Find "Each instance of the window" and "Each instance of the metal" in the records below. Copy the lines holding them and every line between, exactly, and no others.

# [THE DATA]
----
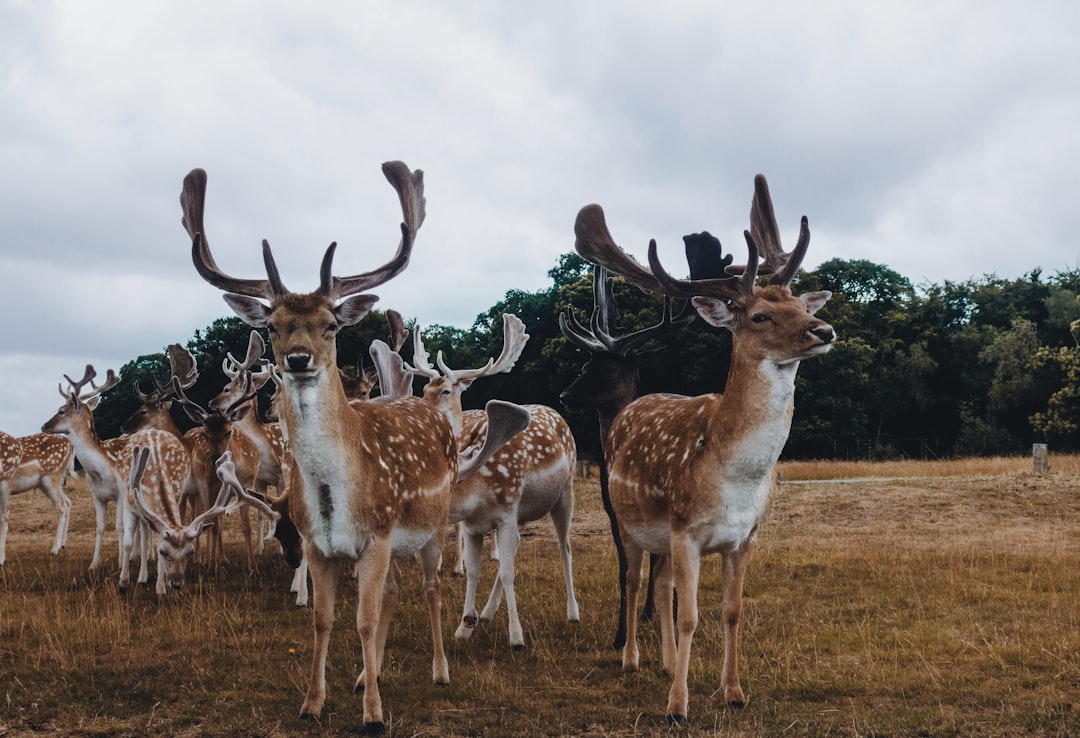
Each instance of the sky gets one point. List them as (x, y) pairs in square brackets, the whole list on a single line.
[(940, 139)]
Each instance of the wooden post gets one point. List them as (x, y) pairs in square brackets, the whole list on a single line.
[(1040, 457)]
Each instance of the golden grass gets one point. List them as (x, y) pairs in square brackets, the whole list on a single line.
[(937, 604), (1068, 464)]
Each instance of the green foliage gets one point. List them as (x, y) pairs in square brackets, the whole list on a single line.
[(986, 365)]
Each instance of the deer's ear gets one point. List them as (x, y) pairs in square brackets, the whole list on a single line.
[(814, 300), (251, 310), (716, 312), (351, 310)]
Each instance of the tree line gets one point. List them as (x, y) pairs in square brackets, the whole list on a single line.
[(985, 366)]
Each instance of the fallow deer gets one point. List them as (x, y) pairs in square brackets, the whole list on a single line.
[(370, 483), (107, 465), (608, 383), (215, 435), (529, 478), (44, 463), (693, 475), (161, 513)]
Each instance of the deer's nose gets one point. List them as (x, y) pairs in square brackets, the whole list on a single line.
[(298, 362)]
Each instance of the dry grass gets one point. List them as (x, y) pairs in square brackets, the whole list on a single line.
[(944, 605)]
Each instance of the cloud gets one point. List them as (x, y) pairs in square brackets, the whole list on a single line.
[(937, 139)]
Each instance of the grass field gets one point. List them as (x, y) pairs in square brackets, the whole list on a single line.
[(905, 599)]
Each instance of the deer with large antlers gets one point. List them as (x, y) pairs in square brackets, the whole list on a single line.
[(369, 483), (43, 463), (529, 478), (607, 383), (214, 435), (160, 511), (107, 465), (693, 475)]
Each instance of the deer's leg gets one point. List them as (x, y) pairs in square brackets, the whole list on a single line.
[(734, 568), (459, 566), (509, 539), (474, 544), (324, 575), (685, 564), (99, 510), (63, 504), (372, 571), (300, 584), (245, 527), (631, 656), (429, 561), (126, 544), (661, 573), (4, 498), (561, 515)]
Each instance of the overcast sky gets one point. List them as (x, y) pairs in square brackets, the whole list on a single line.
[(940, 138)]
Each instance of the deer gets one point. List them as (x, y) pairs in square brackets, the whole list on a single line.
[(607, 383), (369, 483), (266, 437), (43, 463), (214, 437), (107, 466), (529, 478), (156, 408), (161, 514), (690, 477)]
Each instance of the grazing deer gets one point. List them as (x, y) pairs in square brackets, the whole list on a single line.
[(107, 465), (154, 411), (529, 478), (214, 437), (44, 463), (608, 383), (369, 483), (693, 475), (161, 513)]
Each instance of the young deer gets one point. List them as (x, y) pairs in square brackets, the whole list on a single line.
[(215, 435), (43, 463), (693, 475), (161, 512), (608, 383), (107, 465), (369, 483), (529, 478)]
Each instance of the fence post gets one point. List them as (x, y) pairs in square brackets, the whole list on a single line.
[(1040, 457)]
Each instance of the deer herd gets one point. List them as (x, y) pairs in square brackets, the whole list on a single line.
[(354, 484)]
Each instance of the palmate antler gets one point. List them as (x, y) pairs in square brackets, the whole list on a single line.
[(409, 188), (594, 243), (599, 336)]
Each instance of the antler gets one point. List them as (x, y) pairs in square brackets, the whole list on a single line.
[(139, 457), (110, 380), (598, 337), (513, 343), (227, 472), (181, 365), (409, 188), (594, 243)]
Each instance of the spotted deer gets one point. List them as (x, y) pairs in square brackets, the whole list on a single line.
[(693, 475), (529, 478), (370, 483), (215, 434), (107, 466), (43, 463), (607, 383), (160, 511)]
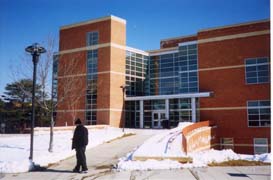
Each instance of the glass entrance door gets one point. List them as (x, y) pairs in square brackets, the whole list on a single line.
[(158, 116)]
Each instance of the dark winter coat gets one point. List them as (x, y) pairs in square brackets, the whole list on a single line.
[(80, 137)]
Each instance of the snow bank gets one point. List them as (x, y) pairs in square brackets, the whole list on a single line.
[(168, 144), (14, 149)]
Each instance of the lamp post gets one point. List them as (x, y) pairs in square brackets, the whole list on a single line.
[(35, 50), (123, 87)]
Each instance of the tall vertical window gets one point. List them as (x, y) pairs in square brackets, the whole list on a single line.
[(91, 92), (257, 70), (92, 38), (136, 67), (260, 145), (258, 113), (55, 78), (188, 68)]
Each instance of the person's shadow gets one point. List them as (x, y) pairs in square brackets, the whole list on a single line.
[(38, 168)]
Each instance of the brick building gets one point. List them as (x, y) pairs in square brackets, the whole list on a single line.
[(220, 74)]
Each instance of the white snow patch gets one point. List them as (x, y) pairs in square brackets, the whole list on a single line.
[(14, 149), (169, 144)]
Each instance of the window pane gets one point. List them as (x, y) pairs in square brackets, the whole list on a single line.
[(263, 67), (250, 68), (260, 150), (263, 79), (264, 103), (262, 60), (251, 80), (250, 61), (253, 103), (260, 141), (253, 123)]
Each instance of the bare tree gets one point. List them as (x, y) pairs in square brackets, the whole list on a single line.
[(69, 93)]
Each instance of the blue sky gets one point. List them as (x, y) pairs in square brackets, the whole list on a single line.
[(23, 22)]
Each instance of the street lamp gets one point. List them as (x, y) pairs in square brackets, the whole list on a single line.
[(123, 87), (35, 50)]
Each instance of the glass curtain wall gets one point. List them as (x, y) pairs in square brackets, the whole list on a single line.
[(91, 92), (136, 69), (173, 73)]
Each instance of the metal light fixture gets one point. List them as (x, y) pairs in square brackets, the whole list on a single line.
----
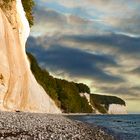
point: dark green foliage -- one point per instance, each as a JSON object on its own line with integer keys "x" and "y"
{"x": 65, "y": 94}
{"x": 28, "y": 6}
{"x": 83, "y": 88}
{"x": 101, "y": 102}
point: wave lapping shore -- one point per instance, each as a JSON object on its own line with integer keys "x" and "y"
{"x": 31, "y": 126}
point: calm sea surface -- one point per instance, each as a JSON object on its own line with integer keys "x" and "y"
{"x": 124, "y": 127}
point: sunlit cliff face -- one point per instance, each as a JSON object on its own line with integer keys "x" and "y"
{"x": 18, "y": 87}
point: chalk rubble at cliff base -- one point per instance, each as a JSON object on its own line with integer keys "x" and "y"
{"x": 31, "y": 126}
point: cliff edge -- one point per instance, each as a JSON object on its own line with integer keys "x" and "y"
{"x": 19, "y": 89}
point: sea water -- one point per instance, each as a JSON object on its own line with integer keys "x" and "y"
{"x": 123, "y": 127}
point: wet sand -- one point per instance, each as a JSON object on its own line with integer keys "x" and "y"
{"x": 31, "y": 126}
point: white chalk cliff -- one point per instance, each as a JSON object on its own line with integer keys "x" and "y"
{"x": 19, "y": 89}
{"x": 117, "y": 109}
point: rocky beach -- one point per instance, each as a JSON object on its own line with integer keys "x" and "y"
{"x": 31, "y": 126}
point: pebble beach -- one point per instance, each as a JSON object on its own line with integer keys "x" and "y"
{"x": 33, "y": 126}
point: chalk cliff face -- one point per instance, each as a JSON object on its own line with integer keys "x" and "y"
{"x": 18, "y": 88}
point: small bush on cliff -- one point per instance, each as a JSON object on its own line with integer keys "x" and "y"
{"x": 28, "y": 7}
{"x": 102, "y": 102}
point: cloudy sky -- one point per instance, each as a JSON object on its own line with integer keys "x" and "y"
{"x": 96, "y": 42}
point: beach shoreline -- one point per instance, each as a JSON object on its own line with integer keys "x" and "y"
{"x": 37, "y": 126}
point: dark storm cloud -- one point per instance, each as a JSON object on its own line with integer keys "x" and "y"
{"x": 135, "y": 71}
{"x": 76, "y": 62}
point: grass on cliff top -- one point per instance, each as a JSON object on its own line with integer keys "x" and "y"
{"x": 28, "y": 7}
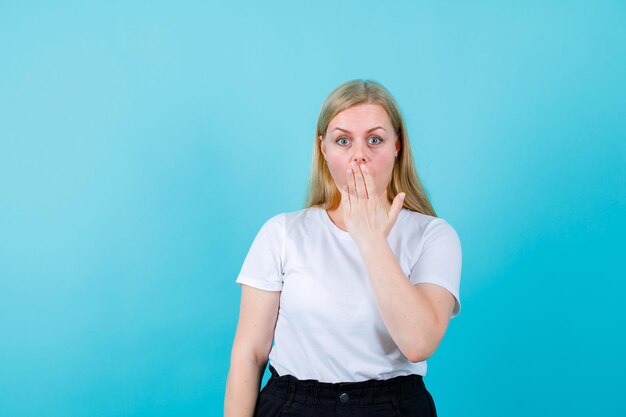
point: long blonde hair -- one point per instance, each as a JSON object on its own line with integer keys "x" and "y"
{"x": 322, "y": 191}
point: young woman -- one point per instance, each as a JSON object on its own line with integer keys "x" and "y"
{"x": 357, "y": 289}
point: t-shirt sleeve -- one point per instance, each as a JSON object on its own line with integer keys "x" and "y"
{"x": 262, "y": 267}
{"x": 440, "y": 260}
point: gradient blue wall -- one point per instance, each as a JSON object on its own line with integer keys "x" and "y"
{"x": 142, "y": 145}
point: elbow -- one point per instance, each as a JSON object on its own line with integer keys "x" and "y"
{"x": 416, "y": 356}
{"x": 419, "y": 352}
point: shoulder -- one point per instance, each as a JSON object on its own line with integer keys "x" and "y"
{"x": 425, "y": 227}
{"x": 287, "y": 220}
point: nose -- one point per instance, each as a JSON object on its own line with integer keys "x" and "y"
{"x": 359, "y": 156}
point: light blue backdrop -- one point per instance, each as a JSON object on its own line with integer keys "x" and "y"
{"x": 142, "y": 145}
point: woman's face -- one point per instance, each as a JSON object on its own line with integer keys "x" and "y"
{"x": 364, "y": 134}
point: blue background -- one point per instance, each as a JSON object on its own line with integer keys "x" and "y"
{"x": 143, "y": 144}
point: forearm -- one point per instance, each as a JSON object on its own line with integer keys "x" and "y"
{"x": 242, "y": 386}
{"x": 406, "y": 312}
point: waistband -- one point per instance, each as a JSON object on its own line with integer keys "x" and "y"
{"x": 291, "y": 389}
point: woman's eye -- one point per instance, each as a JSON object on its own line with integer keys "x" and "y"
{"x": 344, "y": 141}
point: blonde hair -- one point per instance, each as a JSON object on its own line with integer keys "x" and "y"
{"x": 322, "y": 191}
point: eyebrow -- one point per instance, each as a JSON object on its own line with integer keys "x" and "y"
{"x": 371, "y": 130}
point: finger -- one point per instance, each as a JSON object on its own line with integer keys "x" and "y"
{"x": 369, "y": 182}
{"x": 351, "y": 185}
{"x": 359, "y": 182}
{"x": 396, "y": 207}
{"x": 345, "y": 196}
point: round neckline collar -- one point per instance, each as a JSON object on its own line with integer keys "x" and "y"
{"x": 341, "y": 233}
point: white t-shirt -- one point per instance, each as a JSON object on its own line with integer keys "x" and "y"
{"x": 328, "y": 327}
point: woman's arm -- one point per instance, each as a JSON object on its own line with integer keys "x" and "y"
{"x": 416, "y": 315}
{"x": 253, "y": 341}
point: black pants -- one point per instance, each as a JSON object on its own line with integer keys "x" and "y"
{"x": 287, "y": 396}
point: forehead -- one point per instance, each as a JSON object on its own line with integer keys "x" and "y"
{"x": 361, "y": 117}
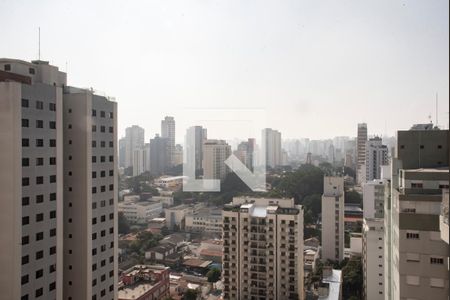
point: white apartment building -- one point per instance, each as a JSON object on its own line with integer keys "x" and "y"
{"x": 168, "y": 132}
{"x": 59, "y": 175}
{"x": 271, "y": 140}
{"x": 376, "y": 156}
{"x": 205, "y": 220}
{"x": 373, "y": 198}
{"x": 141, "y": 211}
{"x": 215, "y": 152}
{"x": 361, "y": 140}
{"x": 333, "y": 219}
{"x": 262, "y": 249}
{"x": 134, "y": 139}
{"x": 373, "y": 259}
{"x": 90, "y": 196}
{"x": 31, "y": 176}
----
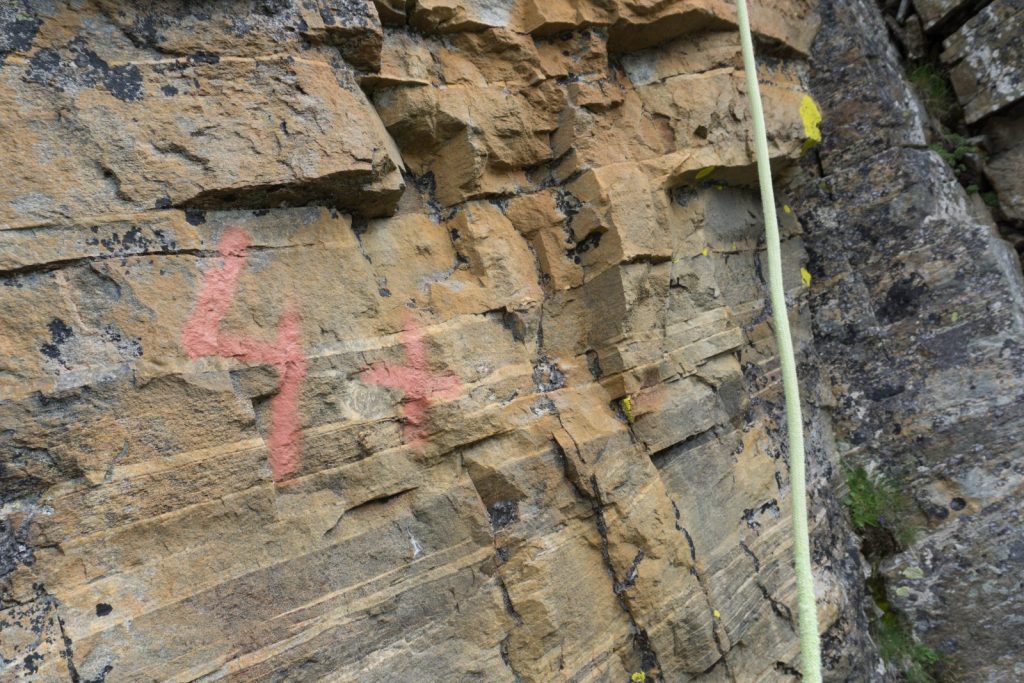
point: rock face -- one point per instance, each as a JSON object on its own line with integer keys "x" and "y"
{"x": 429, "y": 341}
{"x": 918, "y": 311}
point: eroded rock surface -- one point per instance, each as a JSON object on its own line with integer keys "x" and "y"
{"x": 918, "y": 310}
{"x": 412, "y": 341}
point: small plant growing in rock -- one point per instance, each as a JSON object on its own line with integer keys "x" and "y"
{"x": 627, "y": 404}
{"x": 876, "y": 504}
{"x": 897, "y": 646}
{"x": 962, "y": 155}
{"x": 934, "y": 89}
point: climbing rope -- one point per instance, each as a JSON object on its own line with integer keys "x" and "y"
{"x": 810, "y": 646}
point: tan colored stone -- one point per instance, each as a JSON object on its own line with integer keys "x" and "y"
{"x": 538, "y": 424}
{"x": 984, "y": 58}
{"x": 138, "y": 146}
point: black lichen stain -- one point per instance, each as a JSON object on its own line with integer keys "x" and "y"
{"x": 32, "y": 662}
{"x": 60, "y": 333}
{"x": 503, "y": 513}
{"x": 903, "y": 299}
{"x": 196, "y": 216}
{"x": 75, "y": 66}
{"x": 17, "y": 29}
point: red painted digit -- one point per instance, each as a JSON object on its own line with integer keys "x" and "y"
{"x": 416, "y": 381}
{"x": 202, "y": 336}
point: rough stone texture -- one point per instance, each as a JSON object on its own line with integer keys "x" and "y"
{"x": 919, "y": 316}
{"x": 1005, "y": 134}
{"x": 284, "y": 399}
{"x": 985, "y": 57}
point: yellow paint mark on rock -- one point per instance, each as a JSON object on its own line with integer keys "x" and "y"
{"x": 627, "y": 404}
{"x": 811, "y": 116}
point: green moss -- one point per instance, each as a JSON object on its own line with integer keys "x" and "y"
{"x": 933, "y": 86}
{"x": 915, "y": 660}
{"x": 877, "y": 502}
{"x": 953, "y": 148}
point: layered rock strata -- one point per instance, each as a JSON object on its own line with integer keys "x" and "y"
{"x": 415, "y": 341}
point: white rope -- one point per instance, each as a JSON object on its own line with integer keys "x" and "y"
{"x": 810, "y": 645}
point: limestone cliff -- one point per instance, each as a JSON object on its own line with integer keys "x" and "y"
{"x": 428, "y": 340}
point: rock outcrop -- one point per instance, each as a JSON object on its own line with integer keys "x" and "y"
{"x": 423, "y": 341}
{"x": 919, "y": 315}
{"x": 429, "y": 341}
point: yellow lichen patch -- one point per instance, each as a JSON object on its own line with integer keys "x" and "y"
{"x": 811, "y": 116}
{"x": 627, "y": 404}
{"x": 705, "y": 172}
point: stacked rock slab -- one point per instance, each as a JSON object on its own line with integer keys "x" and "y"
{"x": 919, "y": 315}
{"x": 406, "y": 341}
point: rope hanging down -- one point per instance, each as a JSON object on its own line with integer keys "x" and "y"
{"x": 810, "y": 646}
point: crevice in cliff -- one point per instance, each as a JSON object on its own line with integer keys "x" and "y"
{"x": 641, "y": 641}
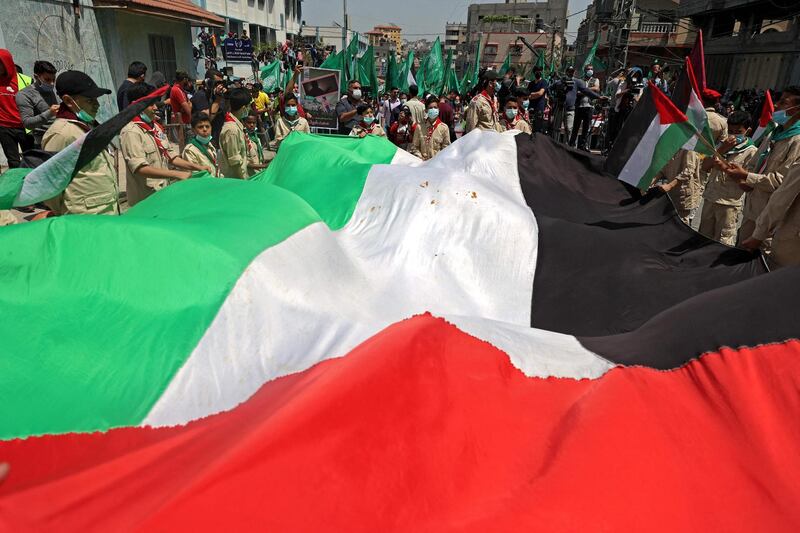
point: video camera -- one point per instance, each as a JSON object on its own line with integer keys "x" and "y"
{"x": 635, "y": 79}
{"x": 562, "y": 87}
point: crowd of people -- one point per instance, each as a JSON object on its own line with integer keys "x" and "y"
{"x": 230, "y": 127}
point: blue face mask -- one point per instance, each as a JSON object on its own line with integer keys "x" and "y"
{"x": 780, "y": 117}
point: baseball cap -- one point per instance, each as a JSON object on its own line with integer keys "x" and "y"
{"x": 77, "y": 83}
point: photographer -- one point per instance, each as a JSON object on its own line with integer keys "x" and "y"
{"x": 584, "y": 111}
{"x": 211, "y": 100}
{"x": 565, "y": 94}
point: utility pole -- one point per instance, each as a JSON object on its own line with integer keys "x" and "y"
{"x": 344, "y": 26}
----
# [WRITTEN ANSWER]
Each instance of the window pane gets one point. List them as (x, y) pairs in square brackets, the whole list on a single line.
[(263, 67), (250, 68), (260, 150), (263, 79), (264, 103), (262, 60), (251, 80), (250, 61), (253, 103), (260, 141), (253, 123)]
Each instance of the bare tree gets one point. List them as (x, y) pairs in square brackets, the whole list on a single line.
[(69, 93)]
Each instance of the blue sky gets one point. List them as (x, y) pairs in square brackets, the whole list on a single line.
[(23, 22)]
Each instance of the street lamp gets one point. List them as (x, y) pairs in square brackets, the whole list on a single line.
[(123, 87), (35, 50)]
Each instance of the glass curtain wall gets one point. List them as (x, y) pairs in square brackets, the whole list on a single line.
[(91, 92), (136, 69), (173, 73)]
Each instance of the metal light fixture gets one point. List them as (x, y) pairs in square brackets, the whole list on a single line.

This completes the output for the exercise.